● **Tujuan Tugas**:
Ubah semua baris pada daftar di bawah ini menjadi larik JSON berisi string, satu string untuk tiap baris, tanpa baris kosong. Gambarnya jangan dimasukkan ke dalam jawaban.

● **Cuplikan Data**:
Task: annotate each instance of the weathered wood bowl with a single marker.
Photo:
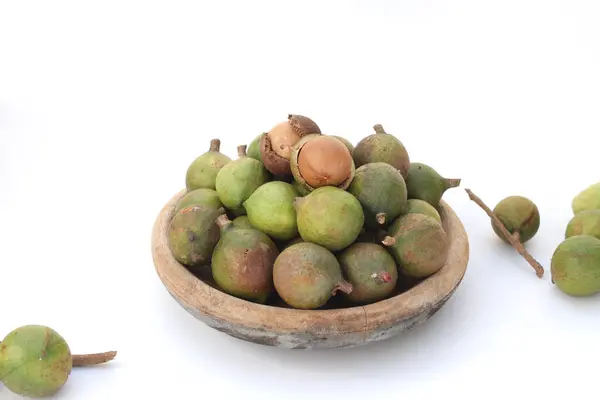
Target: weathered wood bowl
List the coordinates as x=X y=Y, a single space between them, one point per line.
x=278 y=325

● **Jawaban Tugas**:
[
  "Task: annotate each instance of the weathered wood bowl with a single marker.",
  "Photo:",
  "Target: weathered wood bowl",
  "List the coordinates as x=X y=Y, a single space between them, one point per line.",
  "x=278 y=325"
]